Exercise brief: Determine how many lines of the entries include the word "railing", and report that number with no further text.

Listed entries:

* * *

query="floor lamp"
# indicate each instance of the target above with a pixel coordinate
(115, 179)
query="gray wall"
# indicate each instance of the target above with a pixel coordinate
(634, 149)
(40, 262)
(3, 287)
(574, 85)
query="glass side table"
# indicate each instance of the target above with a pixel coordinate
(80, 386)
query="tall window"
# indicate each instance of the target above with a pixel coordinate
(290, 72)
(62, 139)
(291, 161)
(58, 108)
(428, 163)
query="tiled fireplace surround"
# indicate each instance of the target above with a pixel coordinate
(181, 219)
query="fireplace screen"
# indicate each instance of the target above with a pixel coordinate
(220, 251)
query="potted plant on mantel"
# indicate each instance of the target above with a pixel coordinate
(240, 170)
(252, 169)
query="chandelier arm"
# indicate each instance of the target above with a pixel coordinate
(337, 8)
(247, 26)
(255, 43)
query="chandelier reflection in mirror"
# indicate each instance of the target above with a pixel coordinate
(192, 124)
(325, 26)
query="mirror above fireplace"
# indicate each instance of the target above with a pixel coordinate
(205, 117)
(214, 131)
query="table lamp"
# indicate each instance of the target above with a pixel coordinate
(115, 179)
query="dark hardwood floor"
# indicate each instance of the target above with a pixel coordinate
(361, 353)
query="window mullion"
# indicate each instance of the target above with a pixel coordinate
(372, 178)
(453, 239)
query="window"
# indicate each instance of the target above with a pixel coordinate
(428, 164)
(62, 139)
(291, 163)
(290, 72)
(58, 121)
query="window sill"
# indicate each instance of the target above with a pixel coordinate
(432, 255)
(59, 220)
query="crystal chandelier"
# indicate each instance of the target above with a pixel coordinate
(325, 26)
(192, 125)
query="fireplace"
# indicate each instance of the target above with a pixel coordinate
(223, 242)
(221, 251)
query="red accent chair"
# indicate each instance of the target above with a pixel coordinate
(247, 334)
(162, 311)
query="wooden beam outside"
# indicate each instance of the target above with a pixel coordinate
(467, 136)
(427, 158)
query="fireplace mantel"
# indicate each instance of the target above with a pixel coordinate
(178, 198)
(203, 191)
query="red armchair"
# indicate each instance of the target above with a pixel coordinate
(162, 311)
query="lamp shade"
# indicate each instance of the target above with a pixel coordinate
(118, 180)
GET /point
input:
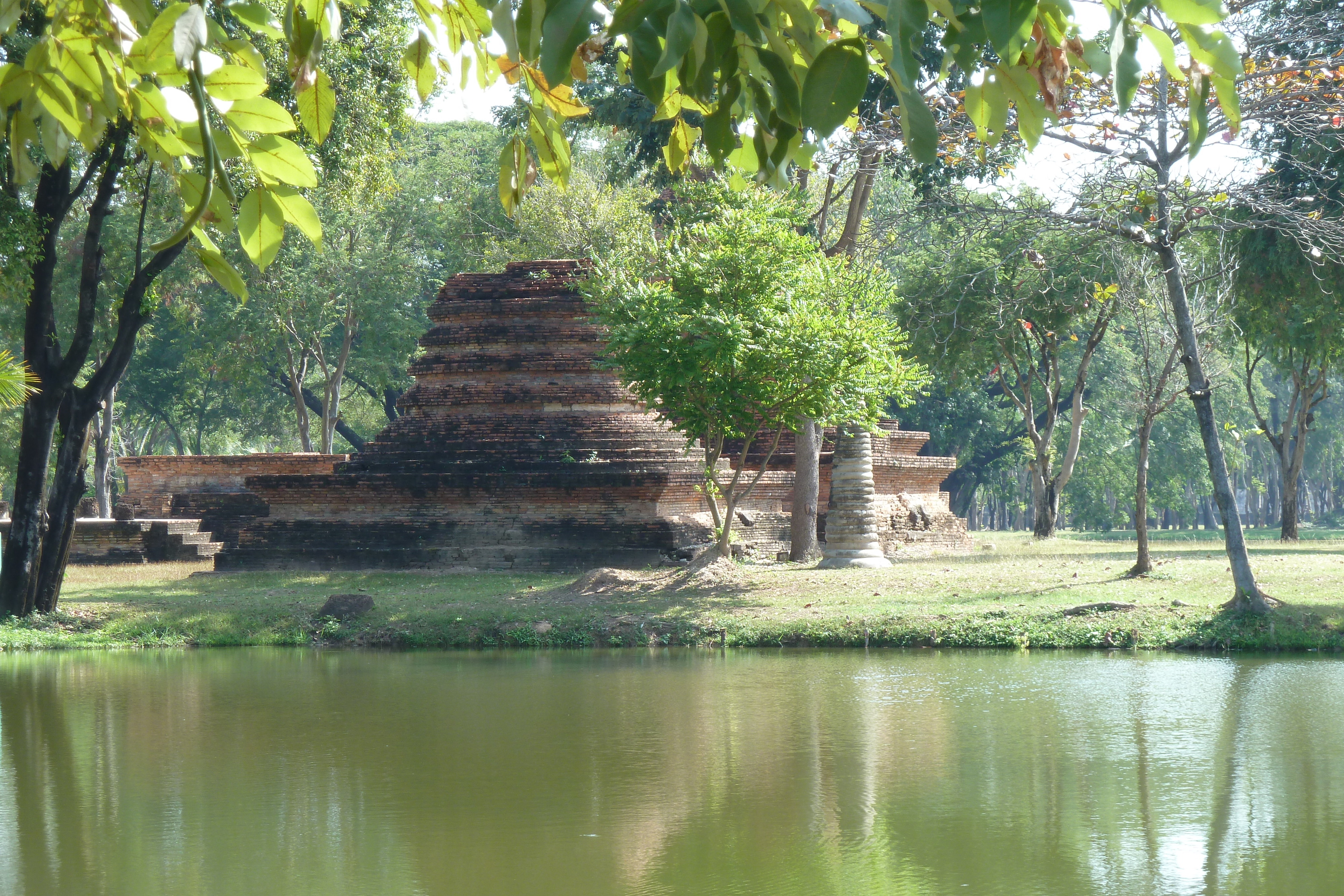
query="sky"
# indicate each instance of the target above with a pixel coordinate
(1050, 170)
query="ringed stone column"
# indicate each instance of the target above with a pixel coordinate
(851, 514)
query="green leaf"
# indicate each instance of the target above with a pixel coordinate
(1128, 72)
(786, 86)
(678, 39)
(419, 62)
(908, 25)
(318, 106)
(1097, 58)
(834, 86)
(283, 160)
(154, 51)
(644, 50)
(681, 141)
(1198, 98)
(515, 175)
(1214, 49)
(10, 12)
(987, 106)
(919, 128)
(235, 82)
(1194, 12)
(553, 150)
(259, 18)
(300, 213)
(57, 100)
(847, 10)
(1009, 22)
(568, 23)
(150, 105)
(261, 226)
(1166, 49)
(261, 116)
(218, 213)
(1022, 89)
(743, 16)
(222, 272)
(190, 35)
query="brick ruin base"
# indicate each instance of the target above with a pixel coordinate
(515, 452)
(107, 542)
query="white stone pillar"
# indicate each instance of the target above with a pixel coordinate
(851, 515)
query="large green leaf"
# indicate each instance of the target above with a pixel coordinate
(419, 62)
(1166, 49)
(318, 106)
(261, 226)
(566, 26)
(679, 37)
(553, 150)
(1128, 72)
(235, 82)
(835, 86)
(644, 51)
(1198, 97)
(1007, 20)
(259, 18)
(743, 16)
(1194, 12)
(300, 213)
(218, 211)
(1214, 49)
(787, 100)
(260, 115)
(919, 128)
(222, 272)
(908, 20)
(283, 160)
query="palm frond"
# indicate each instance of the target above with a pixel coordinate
(17, 381)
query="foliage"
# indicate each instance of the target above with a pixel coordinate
(740, 327)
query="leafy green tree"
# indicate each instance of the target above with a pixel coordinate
(1026, 304)
(739, 328)
(1291, 313)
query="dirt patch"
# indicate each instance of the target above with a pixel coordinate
(607, 580)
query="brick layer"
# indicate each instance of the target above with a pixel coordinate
(517, 449)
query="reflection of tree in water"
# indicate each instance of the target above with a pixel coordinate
(50, 821)
(827, 773)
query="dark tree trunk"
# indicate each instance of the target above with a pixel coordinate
(1291, 510)
(803, 522)
(24, 549)
(68, 488)
(1248, 594)
(1048, 508)
(103, 457)
(1144, 563)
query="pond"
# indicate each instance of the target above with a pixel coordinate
(612, 773)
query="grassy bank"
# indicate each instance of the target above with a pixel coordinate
(1015, 596)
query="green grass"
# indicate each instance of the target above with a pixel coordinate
(1264, 534)
(1014, 596)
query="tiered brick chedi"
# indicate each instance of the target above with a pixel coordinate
(517, 451)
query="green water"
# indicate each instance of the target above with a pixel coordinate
(775, 773)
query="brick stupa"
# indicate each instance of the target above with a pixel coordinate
(517, 451)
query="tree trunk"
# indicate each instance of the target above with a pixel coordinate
(1046, 500)
(1144, 563)
(851, 516)
(68, 488)
(24, 549)
(803, 520)
(1248, 594)
(1291, 511)
(103, 456)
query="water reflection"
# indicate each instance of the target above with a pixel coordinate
(287, 772)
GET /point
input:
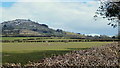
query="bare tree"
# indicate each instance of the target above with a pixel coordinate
(110, 9)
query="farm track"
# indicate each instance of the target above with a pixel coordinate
(107, 55)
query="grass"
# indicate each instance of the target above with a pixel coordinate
(24, 52)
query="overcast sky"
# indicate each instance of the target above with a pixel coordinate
(73, 16)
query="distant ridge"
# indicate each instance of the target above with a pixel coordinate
(24, 27)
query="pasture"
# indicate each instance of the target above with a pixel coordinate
(34, 51)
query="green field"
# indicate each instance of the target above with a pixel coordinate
(24, 52)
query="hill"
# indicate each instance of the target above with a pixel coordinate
(23, 27)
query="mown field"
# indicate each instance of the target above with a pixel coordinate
(34, 51)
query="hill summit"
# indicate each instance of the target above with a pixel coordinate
(24, 27)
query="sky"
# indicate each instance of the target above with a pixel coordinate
(69, 15)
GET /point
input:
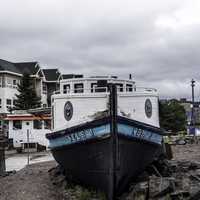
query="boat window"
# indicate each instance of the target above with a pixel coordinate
(66, 88)
(93, 87)
(37, 124)
(17, 124)
(78, 88)
(129, 87)
(119, 87)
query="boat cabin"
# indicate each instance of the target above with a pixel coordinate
(82, 99)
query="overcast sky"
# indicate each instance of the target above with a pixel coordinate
(158, 41)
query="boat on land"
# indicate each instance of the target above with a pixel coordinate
(105, 131)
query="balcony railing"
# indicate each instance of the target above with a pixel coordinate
(93, 90)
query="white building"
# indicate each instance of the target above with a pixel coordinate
(45, 82)
(27, 128)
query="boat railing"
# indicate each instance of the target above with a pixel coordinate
(96, 89)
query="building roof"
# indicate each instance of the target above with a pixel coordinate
(28, 67)
(8, 66)
(69, 76)
(51, 74)
(20, 68)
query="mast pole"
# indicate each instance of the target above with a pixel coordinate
(114, 138)
(192, 114)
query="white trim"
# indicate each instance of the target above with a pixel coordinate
(9, 72)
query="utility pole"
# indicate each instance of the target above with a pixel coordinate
(192, 114)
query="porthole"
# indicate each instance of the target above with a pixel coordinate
(68, 110)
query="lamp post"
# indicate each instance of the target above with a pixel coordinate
(192, 114)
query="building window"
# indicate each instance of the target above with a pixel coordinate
(66, 88)
(8, 104)
(14, 102)
(93, 87)
(47, 124)
(15, 83)
(78, 88)
(17, 124)
(37, 124)
(119, 87)
(129, 87)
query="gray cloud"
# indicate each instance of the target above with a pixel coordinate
(158, 42)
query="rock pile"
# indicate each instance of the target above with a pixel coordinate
(167, 180)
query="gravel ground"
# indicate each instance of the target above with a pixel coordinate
(30, 183)
(189, 152)
(37, 181)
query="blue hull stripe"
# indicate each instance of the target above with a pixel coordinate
(139, 133)
(92, 133)
(80, 136)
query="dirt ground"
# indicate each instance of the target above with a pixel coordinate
(30, 183)
(35, 182)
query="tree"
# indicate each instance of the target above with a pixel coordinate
(27, 97)
(172, 116)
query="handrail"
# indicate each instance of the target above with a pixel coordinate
(105, 90)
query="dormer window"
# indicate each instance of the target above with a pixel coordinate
(119, 87)
(78, 88)
(66, 88)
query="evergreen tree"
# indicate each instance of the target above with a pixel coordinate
(27, 97)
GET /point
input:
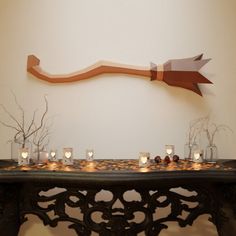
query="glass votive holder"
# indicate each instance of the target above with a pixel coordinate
(144, 159)
(170, 150)
(67, 158)
(23, 157)
(53, 155)
(43, 157)
(198, 156)
(89, 154)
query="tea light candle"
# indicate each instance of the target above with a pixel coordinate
(144, 158)
(170, 150)
(23, 157)
(53, 155)
(67, 156)
(89, 154)
(198, 156)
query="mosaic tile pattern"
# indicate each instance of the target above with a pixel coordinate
(124, 165)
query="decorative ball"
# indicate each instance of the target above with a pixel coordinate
(175, 158)
(167, 159)
(157, 159)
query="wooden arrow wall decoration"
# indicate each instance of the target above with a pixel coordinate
(178, 72)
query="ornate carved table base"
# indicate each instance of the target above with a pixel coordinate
(203, 189)
(114, 221)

* * *

Problem solution: 2